Task:
Beginning with the line that holds "Expected: for every instance of the jacket, one", set down each line of the data below through the very last, exactly as given, and nothing beyond that.

+---+

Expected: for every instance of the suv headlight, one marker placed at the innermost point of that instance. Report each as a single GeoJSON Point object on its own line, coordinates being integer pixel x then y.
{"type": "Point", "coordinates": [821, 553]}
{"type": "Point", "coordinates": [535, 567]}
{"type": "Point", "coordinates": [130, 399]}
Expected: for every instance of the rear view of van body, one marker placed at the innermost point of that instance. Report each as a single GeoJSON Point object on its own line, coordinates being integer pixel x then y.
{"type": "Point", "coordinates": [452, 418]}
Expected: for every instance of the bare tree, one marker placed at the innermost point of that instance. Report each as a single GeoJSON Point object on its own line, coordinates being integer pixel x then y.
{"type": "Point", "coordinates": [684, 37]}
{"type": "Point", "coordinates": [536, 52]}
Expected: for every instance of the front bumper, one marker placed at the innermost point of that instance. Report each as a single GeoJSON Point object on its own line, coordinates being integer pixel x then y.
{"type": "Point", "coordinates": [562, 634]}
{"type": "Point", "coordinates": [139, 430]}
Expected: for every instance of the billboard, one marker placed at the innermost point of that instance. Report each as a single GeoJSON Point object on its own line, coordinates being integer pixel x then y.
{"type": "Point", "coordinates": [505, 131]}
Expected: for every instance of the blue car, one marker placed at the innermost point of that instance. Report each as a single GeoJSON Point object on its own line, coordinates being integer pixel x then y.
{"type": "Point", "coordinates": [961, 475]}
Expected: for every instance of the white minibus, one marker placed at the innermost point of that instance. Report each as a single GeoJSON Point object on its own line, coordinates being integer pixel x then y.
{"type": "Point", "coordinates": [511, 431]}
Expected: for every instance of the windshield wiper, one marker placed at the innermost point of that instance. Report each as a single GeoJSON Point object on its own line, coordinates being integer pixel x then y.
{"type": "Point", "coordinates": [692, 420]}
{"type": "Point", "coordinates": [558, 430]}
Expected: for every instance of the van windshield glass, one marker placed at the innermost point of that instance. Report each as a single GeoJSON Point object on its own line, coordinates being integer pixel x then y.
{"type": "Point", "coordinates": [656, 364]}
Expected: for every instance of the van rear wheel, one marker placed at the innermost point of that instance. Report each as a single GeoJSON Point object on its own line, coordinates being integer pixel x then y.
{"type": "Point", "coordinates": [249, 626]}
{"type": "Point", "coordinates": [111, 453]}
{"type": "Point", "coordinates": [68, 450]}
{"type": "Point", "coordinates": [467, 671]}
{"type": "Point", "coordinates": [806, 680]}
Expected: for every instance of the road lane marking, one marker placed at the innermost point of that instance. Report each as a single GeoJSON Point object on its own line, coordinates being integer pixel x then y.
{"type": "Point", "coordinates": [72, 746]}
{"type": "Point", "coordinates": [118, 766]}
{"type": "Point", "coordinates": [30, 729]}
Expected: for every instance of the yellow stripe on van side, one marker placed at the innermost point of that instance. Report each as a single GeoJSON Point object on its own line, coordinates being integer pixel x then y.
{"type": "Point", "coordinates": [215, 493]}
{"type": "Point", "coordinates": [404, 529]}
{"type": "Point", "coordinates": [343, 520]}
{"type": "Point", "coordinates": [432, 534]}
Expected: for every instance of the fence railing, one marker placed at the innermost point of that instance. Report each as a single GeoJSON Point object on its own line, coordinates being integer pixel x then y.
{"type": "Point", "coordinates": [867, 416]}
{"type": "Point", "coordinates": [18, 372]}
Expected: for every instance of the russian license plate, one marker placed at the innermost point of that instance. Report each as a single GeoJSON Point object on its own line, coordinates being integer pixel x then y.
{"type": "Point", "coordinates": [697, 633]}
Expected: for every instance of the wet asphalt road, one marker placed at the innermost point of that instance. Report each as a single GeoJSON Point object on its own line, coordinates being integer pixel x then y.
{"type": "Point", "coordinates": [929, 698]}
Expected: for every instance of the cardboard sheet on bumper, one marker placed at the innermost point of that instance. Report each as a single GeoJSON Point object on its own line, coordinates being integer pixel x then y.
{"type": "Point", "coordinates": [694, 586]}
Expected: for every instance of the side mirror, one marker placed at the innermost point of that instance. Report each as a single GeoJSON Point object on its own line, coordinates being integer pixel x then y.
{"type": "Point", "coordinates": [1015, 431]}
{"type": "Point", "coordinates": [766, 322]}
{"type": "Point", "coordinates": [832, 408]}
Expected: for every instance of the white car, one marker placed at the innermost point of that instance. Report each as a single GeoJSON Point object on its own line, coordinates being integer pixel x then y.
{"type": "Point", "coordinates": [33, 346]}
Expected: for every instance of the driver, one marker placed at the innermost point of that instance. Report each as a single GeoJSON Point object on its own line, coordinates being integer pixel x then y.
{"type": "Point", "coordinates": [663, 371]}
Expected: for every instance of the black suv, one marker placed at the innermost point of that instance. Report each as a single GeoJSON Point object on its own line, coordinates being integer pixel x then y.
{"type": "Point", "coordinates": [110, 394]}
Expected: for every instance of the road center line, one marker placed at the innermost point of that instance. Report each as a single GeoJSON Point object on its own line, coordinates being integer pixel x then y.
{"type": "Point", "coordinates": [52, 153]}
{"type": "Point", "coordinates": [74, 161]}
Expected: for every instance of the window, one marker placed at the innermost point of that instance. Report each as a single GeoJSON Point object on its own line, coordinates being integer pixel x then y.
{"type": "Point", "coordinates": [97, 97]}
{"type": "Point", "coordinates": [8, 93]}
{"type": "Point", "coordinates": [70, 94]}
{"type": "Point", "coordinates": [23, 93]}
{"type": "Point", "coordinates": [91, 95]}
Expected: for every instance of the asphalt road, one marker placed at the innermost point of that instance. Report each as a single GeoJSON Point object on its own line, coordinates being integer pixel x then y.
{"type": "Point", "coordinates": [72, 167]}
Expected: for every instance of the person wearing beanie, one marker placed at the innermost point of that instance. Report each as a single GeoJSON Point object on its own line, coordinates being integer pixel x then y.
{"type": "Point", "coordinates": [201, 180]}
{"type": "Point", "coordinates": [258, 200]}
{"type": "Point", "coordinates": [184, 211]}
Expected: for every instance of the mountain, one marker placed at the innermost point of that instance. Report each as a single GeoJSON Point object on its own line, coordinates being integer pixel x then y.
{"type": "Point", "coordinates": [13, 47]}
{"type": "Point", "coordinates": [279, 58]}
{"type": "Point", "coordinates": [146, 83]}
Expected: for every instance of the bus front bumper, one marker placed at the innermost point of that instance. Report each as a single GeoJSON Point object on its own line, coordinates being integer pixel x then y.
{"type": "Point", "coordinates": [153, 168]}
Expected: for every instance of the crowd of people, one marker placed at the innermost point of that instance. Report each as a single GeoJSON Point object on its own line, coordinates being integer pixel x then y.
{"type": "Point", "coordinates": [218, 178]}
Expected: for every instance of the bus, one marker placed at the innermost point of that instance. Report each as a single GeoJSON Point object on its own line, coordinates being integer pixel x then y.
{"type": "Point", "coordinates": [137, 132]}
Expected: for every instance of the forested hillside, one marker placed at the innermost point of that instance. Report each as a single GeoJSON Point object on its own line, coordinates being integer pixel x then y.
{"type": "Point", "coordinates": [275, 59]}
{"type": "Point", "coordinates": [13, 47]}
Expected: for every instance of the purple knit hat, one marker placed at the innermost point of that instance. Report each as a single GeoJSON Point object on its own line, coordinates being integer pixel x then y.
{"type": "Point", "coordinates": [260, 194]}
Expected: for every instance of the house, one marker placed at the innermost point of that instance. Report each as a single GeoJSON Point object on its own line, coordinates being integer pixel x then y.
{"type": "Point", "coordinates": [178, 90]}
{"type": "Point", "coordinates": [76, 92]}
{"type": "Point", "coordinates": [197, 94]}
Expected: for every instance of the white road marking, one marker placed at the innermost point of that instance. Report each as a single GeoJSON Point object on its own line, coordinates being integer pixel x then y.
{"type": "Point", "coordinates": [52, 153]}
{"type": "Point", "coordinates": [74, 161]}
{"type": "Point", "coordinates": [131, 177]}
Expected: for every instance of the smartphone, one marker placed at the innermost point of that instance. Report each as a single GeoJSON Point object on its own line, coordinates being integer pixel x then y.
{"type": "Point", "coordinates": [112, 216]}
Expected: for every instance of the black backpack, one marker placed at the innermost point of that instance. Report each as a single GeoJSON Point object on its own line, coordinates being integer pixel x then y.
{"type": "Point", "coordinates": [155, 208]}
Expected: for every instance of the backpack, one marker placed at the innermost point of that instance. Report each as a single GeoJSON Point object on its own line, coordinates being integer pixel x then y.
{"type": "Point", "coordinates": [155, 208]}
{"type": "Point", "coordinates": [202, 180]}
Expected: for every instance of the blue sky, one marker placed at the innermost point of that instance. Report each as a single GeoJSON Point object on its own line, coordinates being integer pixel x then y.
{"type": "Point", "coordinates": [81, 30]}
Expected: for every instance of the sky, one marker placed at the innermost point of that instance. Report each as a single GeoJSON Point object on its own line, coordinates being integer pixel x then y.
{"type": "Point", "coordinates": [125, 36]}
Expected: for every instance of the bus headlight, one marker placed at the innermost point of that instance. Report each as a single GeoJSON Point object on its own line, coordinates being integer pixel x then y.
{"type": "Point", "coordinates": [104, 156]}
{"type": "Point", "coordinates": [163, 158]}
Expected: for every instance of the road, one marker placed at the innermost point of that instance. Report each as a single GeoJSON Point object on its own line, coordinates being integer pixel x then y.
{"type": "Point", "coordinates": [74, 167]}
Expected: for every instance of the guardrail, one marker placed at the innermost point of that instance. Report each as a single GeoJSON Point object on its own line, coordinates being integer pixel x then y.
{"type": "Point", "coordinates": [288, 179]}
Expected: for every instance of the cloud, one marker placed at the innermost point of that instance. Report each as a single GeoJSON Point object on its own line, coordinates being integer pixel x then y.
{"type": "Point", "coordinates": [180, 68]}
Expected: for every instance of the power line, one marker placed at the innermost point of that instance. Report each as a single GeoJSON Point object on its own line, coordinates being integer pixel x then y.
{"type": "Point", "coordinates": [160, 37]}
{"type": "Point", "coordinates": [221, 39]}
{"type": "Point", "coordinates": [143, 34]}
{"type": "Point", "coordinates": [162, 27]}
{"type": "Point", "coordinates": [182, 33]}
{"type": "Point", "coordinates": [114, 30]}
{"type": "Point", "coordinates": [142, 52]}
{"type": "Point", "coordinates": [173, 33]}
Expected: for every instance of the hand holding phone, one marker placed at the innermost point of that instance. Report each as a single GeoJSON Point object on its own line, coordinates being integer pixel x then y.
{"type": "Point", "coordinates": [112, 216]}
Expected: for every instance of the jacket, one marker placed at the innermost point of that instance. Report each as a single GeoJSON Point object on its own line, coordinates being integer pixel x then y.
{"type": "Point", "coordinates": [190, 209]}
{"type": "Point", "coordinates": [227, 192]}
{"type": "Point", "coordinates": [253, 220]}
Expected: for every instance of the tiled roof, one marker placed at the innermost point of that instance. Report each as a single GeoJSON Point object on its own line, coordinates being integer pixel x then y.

+---+

Answer box:
Expected: for every instance of the jacket, one marker placed at the innermost point of that instance. Report each as a single GeoJSON Point object on its own line, coordinates being integer pixel x then y.
{"type": "Point", "coordinates": [190, 209]}
{"type": "Point", "coordinates": [227, 192]}
{"type": "Point", "coordinates": [253, 220]}
Expected: for every instance of the tiled roof, one marker placed at the innermost point of that instance. Report each as a single GeoJSON Point object on its own line, coordinates being integer pixel x then y.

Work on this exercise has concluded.